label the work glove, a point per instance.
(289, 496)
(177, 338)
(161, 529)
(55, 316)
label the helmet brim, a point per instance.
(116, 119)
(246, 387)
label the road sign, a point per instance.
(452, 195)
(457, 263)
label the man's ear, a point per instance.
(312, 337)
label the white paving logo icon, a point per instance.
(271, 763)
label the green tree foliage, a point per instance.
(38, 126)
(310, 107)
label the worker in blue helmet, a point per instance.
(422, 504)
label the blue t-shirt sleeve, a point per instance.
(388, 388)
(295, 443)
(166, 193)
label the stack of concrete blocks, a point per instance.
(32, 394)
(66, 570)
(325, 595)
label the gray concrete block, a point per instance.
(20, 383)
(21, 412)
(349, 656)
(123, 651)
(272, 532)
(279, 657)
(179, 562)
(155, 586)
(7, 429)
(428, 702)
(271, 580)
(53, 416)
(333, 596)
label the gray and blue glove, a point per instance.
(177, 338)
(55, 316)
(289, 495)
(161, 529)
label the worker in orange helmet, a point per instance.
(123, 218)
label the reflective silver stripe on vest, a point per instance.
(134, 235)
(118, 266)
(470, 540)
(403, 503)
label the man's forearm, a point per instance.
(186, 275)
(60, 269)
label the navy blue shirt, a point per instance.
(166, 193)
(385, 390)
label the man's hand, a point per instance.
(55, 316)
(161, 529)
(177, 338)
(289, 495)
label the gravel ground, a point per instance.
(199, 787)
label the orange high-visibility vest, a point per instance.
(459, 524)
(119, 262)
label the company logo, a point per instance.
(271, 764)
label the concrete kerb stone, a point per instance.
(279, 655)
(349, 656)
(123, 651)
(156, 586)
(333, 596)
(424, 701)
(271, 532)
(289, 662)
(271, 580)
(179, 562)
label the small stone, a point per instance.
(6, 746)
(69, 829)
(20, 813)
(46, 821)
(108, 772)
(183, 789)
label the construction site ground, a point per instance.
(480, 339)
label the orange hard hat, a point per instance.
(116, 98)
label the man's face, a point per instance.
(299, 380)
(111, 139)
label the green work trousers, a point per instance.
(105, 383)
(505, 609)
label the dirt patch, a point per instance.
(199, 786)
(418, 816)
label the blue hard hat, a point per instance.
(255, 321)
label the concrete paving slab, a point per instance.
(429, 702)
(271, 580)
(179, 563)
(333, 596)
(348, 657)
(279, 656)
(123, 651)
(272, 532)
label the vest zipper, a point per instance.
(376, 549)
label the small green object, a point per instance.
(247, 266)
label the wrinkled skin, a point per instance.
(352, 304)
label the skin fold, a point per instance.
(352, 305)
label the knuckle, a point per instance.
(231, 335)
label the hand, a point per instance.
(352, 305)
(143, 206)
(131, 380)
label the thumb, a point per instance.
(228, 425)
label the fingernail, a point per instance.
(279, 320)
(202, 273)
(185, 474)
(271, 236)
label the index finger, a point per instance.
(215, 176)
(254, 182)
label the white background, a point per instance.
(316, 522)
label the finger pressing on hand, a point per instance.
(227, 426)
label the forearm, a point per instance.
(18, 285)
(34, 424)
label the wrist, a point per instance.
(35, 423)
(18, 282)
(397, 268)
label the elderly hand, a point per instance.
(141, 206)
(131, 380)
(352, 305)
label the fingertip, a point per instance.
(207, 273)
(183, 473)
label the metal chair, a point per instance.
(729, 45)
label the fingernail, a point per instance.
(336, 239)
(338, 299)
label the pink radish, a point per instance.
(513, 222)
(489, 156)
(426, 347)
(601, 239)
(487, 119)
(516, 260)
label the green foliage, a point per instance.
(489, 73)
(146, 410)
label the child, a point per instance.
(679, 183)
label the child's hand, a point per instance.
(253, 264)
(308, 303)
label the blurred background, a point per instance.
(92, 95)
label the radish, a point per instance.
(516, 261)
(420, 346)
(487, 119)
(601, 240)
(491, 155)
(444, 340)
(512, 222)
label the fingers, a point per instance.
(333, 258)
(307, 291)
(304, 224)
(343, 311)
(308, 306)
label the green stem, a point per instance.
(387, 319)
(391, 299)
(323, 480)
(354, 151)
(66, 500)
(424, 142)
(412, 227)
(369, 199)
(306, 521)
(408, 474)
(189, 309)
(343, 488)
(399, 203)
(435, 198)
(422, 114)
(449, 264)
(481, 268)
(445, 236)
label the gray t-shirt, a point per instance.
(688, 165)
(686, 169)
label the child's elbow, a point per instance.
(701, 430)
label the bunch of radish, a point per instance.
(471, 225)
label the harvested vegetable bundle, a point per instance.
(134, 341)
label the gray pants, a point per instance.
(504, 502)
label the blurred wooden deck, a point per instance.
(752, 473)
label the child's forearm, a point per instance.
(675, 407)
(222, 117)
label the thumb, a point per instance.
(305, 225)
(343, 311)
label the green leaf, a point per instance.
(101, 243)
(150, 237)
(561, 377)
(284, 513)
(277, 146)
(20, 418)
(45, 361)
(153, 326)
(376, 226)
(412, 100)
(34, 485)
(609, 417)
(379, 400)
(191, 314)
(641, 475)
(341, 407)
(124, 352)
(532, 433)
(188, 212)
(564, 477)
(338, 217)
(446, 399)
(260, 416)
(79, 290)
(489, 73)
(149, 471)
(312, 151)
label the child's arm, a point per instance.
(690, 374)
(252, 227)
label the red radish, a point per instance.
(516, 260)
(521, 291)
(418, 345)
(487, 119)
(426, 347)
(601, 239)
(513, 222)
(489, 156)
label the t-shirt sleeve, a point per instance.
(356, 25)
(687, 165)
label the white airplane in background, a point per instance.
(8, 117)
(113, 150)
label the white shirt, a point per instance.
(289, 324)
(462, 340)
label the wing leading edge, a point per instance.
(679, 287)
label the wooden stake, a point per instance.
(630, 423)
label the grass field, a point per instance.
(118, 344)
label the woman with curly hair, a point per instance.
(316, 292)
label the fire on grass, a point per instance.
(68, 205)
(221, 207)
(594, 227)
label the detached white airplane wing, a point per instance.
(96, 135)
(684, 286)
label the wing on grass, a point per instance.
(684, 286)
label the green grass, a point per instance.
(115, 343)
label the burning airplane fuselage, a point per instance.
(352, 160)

Your task:
Reproduce the records above exactly.

Written reply:
label the work glove, a point per instance.
(289, 496)
(177, 338)
(161, 529)
(55, 316)
label the helmet brim, a point per instance.
(116, 119)
(246, 387)
label the road sign, a point per instance.
(452, 195)
(457, 263)
label the man's ear, a point per instance.
(312, 337)
label the white paving logo icon, a point per instance.
(271, 763)
label the green tree foliage, a point per instance.
(38, 126)
(310, 107)
label the worker in blue helmet, a point per instance.
(422, 504)
label the blue t-shirt sleeve, a point per instance.
(388, 388)
(295, 443)
(166, 193)
label the stack of concrete blocks, a point per instance.
(32, 394)
(66, 570)
(325, 595)
label the gray concrete block, a point per instance.
(20, 383)
(21, 412)
(349, 656)
(123, 651)
(272, 532)
(279, 657)
(179, 562)
(155, 586)
(7, 429)
(428, 702)
(271, 580)
(53, 416)
(333, 596)
label the gray and blue glove, a point per instance.
(177, 338)
(55, 316)
(289, 495)
(161, 529)
label the worker in orange helmet, a point per instance.
(123, 218)
label the reflective silver stripe on vest, a point per instance.
(134, 235)
(118, 266)
(470, 540)
(403, 503)
label the man's forearm, a point per instance.
(186, 275)
(60, 269)
label the navy blue shirt, a point per instance.
(166, 193)
(385, 390)
label the man's hand, a point per instance.
(55, 316)
(161, 529)
(177, 338)
(289, 495)
label the gravel ground, a point per instance.
(199, 787)
label the orange high-visibility vest, a point per instance.
(459, 524)
(119, 262)
label the company logo, a point per instance.
(271, 764)
label the concrete kerb stone, a point per instance.
(279, 655)
(349, 656)
(123, 651)
(156, 586)
(333, 596)
(424, 701)
(271, 532)
(289, 662)
(271, 580)
(179, 562)
label the small stone, a point per instance.
(6, 746)
(69, 829)
(20, 813)
(46, 821)
(108, 772)
(183, 789)
label the construction site ground, a point per instance.
(480, 339)
label the orange hard hat, a point per instance.
(116, 98)
label the man's face, a point per instance.
(299, 380)
(111, 139)
label the green work trousers, a point per instance.
(105, 383)
(505, 609)
label the dirt patch, a point per instance.
(199, 786)
(418, 816)
label the blue hard hat, a point per instance.
(255, 321)
label the concrete paving slab, a point per instance.
(429, 702)
(271, 580)
(179, 563)
(333, 596)
(348, 657)
(279, 656)
(123, 651)
(272, 532)
label the vest zipper, a point per instance.
(376, 549)
label the small green object, a point per instance.
(247, 266)
label the wrinkled skin, a point per instance.
(352, 304)
label the skin fold, a point per instance.
(352, 305)
label the knuckle, a point per instance.
(231, 335)
label the hand, a point per instance.
(352, 305)
(143, 206)
(131, 380)
label the thumb, a point per instance.
(228, 425)
label the fingernail, a point per instance.
(279, 320)
(202, 273)
(185, 474)
(271, 236)
label the index finger, a point per instance.
(215, 176)
(254, 182)
label the white background, a point per instance.
(316, 522)
label the finger pressing on hand, a point per instance.
(227, 426)
label the forearm, a point per instance.
(18, 285)
(34, 424)
label the wrist, a point per instance.
(35, 423)
(18, 282)
(397, 268)
label the elderly hand, a point per instance.
(141, 206)
(131, 380)
(352, 305)
label the fingertip, a point per instance.
(207, 273)
(183, 473)
label the metal chair, a point per instance.
(729, 45)
label the fingernail, a point per instance.
(336, 239)
(338, 299)
label the pink radish, a point per instance.
(513, 222)
(489, 156)
(426, 347)
(601, 239)
(487, 119)
(516, 260)
label the green foliage, a point per instance.
(489, 73)
(146, 410)
label the child, a point per instance.
(679, 183)
label the child's hand, a point per instance.
(253, 264)
(308, 303)
label the blurred background, a point per instance.
(92, 95)
label the radish, a point per instance.
(516, 261)
(420, 346)
(487, 119)
(601, 240)
(491, 155)
(444, 340)
(512, 222)
label the fingers, a point per instance.
(333, 258)
(307, 291)
(304, 224)
(343, 311)
(308, 306)
label the green stem, a point per instance.
(387, 319)
(391, 299)
(323, 480)
(354, 151)
(66, 500)
(424, 142)
(412, 227)
(369, 199)
(306, 521)
(408, 474)
(189, 309)
(343, 488)
(399, 203)
(435, 198)
(422, 114)
(449, 264)
(481, 268)
(445, 236)
label the gray t-shirt, a point per instance.
(688, 165)
(686, 169)
label the child's elbow, a point per instance.
(701, 430)
label the bunch of radish, a point per instance.
(471, 225)
label the harvested vegetable bundle, a point per instance.
(134, 341)
label the gray pants, a point per instance.
(504, 502)
label the blurred wooden deck, a point per instance.
(752, 473)
label the child's forearm, a point per instance.
(675, 407)
(222, 117)
label the thumb, a point per instance.
(305, 225)
(343, 311)
label the green leaf, a point per instance.
(101, 243)
(150, 237)
(561, 377)
(284, 513)
(277, 146)
(20, 418)
(45, 361)
(153, 326)
(376, 226)
(412, 100)
(34, 485)
(609, 417)
(379, 400)
(191, 314)
(641, 475)
(341, 407)
(124, 352)
(532, 433)
(188, 212)
(564, 477)
(338, 217)
(446, 399)
(260, 416)
(79, 290)
(489, 73)
(149, 471)
(312, 151)
label the child's arm, a point per instance.
(690, 374)
(252, 227)
label the red radish, a point per instance.
(516, 260)
(521, 291)
(418, 345)
(487, 119)
(426, 347)
(601, 239)
(513, 222)
(489, 156)
label the t-shirt sleeve, a point per instance.
(356, 25)
(687, 165)
label the white airplane in background, a point per instance.
(8, 117)
(113, 150)
label the white shirt, a point per instance.
(289, 324)
(462, 340)
label the wing leading edge, a point per instance.
(679, 287)
label the wooden stake, a point per instance.
(630, 423)
label the grass field, a point per instance.
(118, 344)
label the woman with curly hair, a point per instance.
(316, 292)
label the fire on grass, a point per instance.
(68, 205)
(221, 207)
(594, 227)
label the detached white airplane wing, a point per instance.
(96, 135)
(684, 286)
label the wing on grass, a point per instance.
(684, 286)
label the green grass, a point per instance.
(115, 343)
label the burning airplane fuselage, a point per instance.
(352, 160)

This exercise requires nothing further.